New York Mets – No. 66
- Pitcher
- Born: September 1, 2000 (age 26) Statesboro, Georgia, U.S.
- Bats: RightThrows: Right

MLB debut
- September 1, 2026, for the New York Mets
- Stats at Baseball Reference

Teams
- New York Mets (2026–present);

= Dylan Ross (baseball) =

American baseball player (born 2000)

Dylan Winton Ross (born September 1, 2000) is an American professional baseball pitcher for the New York Mets of Major League Baseball (MLB).

==Amateur career==
Ross attended Georgia Premier Academy in Statesboro, Georgia, and played college baseball at Eastern Kentucky University, Northwest Florida State College and the University of Georgia. He underwent Tommy John surgery during his junior year at Georgia in 2022.

==Professional career==
Despite missing the 2022 college baseball season due to his injury, Ross was selected by the New York Mets in the 13th round (389th overall) of the 2022 Major League Baseball draft.

**Supplied information:**
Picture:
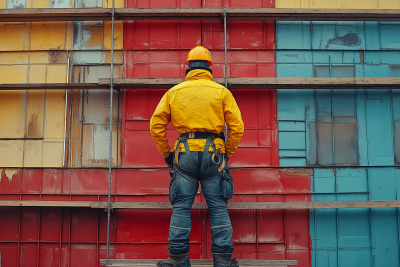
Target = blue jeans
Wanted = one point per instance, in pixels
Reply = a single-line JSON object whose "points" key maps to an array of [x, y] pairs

**Exercise:** Using the Dylan Ross article, explain in one to three sentences why Ross missed the 2022 college baseball season.

**Expected output:** Ross missed the 2022 college baseball season because of an injury. He had Tommy John surgery during his junior year at the University of Georgia in 2022.